_Dataset rows:_
——————————
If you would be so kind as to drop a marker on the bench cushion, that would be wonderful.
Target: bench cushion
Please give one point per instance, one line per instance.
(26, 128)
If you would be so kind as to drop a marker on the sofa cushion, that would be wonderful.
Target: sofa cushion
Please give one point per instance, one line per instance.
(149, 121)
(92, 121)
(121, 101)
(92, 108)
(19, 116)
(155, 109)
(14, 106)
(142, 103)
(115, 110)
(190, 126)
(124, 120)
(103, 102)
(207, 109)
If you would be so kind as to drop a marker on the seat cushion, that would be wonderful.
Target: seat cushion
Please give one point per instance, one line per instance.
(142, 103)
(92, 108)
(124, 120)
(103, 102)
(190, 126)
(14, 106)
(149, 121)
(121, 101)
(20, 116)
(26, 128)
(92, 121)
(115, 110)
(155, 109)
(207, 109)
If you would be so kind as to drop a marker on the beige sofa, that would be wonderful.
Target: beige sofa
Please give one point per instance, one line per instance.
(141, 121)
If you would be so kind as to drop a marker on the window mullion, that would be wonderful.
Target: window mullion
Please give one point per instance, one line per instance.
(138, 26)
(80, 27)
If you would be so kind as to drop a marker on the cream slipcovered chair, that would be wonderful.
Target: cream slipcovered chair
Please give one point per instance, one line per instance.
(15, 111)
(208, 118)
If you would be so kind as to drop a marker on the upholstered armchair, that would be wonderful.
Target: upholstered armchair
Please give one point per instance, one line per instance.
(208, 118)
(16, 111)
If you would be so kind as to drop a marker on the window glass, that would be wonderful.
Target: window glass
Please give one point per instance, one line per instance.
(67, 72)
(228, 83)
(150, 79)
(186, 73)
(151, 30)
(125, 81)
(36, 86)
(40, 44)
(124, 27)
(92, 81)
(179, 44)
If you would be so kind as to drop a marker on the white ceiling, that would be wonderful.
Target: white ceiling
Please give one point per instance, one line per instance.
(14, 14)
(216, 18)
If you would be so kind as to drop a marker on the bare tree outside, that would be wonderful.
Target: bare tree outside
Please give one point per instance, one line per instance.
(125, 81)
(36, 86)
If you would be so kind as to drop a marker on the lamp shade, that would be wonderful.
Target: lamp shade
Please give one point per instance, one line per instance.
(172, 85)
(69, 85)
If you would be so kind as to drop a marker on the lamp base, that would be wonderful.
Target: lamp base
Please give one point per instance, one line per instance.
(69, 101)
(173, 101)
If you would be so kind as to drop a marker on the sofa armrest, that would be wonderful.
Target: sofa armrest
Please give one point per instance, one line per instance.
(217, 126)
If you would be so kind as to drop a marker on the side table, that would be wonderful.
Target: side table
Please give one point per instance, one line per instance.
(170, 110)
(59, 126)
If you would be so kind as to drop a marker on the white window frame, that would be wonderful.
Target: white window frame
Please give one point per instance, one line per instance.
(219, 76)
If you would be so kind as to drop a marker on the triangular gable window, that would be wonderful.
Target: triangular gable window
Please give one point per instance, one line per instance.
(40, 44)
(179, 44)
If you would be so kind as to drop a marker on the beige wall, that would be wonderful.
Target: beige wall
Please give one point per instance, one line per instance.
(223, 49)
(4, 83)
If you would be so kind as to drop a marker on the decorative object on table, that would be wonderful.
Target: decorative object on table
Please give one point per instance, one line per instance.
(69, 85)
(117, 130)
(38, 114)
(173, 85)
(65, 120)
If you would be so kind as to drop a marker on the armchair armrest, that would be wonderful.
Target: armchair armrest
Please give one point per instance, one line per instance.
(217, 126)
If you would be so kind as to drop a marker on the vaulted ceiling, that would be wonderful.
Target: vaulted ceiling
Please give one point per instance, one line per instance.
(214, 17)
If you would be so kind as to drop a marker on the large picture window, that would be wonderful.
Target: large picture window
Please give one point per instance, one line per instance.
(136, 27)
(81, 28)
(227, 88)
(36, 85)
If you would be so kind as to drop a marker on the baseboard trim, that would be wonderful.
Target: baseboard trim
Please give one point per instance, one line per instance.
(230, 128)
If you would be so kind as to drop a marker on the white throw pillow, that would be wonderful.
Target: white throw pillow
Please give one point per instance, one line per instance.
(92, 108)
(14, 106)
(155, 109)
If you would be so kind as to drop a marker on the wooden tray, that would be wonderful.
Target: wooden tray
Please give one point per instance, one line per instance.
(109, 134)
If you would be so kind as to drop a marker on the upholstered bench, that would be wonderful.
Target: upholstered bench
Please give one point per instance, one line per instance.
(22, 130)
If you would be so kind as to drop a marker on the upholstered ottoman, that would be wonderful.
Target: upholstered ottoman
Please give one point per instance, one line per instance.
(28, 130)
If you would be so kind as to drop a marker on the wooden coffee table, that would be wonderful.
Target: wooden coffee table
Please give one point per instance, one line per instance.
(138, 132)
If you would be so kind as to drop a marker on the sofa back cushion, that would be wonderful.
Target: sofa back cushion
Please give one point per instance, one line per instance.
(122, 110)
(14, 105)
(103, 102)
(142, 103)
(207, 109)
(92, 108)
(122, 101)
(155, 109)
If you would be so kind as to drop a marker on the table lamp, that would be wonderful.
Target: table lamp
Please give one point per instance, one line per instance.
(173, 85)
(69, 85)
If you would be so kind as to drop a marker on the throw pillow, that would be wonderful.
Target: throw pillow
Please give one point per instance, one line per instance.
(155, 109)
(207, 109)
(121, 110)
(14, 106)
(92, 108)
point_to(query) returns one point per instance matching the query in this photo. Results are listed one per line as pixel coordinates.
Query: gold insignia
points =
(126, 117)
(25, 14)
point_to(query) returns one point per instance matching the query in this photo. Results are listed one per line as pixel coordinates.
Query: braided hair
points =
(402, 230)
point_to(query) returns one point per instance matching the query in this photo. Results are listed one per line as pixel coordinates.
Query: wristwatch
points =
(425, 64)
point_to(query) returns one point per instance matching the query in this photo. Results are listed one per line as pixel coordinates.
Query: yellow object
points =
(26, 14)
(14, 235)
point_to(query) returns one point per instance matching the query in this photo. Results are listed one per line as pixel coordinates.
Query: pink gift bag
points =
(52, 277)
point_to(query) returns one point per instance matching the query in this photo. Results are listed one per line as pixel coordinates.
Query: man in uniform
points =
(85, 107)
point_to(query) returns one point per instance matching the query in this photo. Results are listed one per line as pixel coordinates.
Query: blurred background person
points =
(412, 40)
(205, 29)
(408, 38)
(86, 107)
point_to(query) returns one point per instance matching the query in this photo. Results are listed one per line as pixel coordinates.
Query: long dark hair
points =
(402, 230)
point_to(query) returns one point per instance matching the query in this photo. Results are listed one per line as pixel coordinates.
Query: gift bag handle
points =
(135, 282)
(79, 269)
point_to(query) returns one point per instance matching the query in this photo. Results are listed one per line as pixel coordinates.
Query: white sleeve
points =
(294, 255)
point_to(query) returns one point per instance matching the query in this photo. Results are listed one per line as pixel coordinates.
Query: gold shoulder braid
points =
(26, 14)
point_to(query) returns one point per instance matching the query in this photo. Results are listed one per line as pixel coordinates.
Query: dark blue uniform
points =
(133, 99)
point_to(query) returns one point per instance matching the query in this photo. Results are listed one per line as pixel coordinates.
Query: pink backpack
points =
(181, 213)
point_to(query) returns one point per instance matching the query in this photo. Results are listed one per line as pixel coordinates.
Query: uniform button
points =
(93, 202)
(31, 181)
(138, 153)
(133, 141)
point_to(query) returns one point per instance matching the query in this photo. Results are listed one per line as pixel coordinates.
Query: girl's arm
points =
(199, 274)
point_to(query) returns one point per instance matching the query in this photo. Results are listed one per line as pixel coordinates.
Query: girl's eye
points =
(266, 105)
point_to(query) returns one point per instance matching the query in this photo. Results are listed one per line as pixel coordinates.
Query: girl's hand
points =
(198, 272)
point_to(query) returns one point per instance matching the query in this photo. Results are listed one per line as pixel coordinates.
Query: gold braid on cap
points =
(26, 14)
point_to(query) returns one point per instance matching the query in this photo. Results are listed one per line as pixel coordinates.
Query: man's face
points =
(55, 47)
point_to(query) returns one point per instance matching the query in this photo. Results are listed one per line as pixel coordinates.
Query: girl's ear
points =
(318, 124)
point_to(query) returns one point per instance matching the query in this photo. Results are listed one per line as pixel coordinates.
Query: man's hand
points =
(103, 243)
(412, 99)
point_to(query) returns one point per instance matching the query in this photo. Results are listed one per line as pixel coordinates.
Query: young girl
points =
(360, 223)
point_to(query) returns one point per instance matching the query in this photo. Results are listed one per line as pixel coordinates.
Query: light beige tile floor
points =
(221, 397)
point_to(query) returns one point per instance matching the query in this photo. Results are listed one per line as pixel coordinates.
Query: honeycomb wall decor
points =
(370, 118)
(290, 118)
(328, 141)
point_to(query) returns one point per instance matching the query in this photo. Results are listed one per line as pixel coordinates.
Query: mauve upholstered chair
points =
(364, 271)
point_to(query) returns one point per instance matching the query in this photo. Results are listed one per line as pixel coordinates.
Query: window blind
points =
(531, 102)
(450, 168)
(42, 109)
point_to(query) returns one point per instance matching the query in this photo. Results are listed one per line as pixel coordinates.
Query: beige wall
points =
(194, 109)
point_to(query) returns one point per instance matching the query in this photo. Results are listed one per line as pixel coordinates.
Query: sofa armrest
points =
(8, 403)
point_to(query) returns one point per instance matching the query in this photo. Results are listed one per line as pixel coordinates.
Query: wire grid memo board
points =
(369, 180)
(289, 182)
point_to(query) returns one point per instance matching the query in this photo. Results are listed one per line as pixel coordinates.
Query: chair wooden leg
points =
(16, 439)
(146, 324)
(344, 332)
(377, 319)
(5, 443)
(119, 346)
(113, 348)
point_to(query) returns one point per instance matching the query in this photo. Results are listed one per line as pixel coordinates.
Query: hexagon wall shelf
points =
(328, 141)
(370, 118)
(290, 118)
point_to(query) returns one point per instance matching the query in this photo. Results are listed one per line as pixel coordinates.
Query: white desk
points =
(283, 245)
——————————
_Aim of the task:_ Count the lines of the records that contain the word "bare", treating uppercase and lowercase as different. Reply with the number alone.

_Written response:_ 2